___ Exercise data ___

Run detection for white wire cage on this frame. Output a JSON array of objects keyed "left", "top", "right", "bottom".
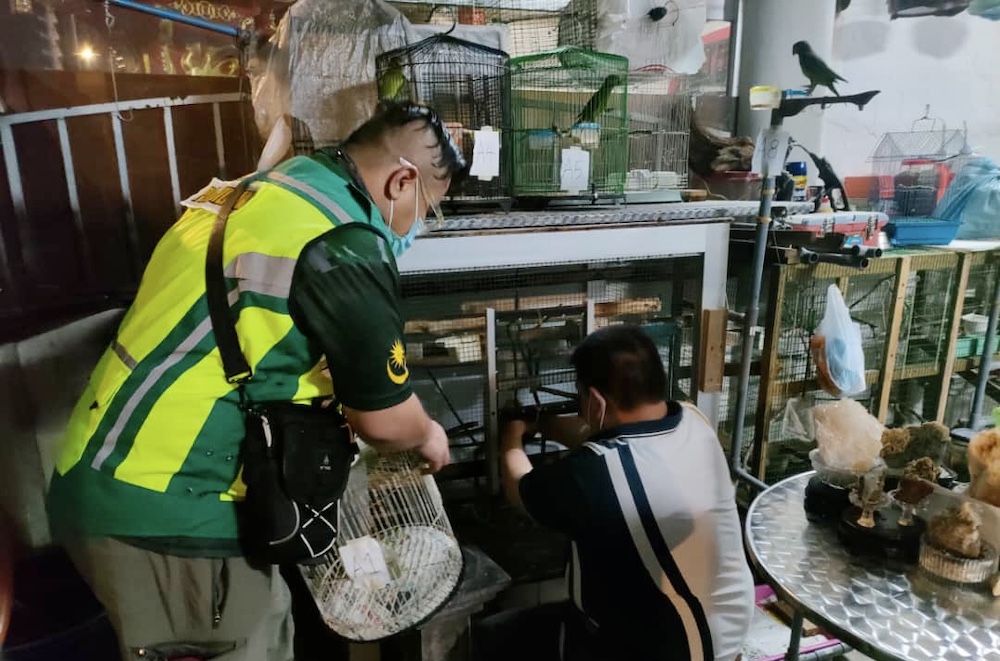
[
  {"left": 299, "top": 443, "right": 464, "bottom": 641},
  {"left": 624, "top": 69, "right": 691, "bottom": 192}
]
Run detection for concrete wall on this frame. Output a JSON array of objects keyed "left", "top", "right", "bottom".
[
  {"left": 0, "top": 309, "right": 123, "bottom": 548},
  {"left": 737, "top": 0, "right": 838, "bottom": 155},
  {"left": 823, "top": 0, "right": 1000, "bottom": 175}
]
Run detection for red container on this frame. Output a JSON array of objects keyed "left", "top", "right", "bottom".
[{"left": 785, "top": 212, "right": 889, "bottom": 248}]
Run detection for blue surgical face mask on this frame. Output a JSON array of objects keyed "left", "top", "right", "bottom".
[{"left": 385, "top": 175, "right": 425, "bottom": 258}]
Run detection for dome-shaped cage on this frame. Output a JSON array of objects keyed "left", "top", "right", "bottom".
[{"left": 299, "top": 444, "right": 463, "bottom": 641}]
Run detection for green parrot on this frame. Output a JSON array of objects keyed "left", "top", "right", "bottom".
[
  {"left": 575, "top": 73, "right": 626, "bottom": 126},
  {"left": 792, "top": 41, "right": 846, "bottom": 97},
  {"left": 379, "top": 58, "right": 409, "bottom": 102}
]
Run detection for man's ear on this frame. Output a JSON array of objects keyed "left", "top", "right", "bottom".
[
  {"left": 588, "top": 386, "right": 605, "bottom": 405},
  {"left": 384, "top": 164, "right": 417, "bottom": 202}
]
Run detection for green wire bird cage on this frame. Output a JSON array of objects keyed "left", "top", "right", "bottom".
[
  {"left": 509, "top": 47, "right": 629, "bottom": 202},
  {"left": 375, "top": 34, "right": 512, "bottom": 208}
]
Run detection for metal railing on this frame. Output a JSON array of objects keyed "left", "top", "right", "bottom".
[{"left": 0, "top": 92, "right": 245, "bottom": 289}]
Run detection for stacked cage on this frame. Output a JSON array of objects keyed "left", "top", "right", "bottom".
[
  {"left": 624, "top": 70, "right": 691, "bottom": 194},
  {"left": 509, "top": 47, "right": 629, "bottom": 200},
  {"left": 375, "top": 34, "right": 512, "bottom": 205}
]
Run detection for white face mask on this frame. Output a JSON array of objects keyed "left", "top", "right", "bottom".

___

> [What is needed]
Copy each entry exactly as written. Pictures do not belong in the copy.

> [Solved exercise]
Run detection for white wire cage on this frame. Output a JSON array of objects keyed "left", "top", "right", "bottom".
[
  {"left": 299, "top": 443, "right": 464, "bottom": 641},
  {"left": 624, "top": 69, "right": 691, "bottom": 192}
]
Run detection for concrete wall on this frame. Output a JSON array of objects keyed "left", "top", "right", "bottom".
[
  {"left": 0, "top": 309, "right": 123, "bottom": 548},
  {"left": 737, "top": 0, "right": 838, "bottom": 155},
  {"left": 823, "top": 0, "right": 1000, "bottom": 175}
]
Run detection for red container on this frame. Output a JSON array of objects keyed "left", "top", "right", "bottom".
[{"left": 785, "top": 212, "right": 889, "bottom": 248}]
Run detection for blue surgical face mask on this frame. Output a JSON array of objects keyed "left", "top", "right", "bottom".
[{"left": 385, "top": 175, "right": 425, "bottom": 258}]
Run detection for dome-shaped cage on this frame. Output a JSON array of objects keyed "left", "top", "right", "bottom".
[{"left": 299, "top": 444, "right": 463, "bottom": 641}]
Run detection for green parrot on this frame. Output a JSON array of objects keyed "left", "top", "right", "bottom".
[
  {"left": 575, "top": 73, "right": 626, "bottom": 126},
  {"left": 792, "top": 41, "right": 846, "bottom": 97},
  {"left": 379, "top": 58, "right": 409, "bottom": 102}
]
Run detection for man's ear on this frame. Output a JSON array of objects keyed "left", "top", "right", "bottom".
[
  {"left": 588, "top": 386, "right": 605, "bottom": 405},
  {"left": 384, "top": 164, "right": 417, "bottom": 202}
]
Run detection for green wire bird cage on this frame. Output a JSON array of objects keyed "left", "top", "right", "bottom".
[
  {"left": 509, "top": 47, "right": 629, "bottom": 202},
  {"left": 375, "top": 34, "right": 512, "bottom": 208}
]
Run detection for metal railing on this frame. Output a JSON array of objects keyed "left", "top", "right", "bottom".
[{"left": 0, "top": 92, "right": 245, "bottom": 289}]
Run detection for stacked cage on this frame. Output a JSON array of objects keyed "left", "top", "right", "bottom".
[
  {"left": 624, "top": 70, "right": 691, "bottom": 194},
  {"left": 509, "top": 47, "right": 629, "bottom": 200},
  {"left": 375, "top": 34, "right": 512, "bottom": 205}
]
Run detection for white face mask on this frame. Output a JSON array of objects keyed "left", "top", "right", "bottom".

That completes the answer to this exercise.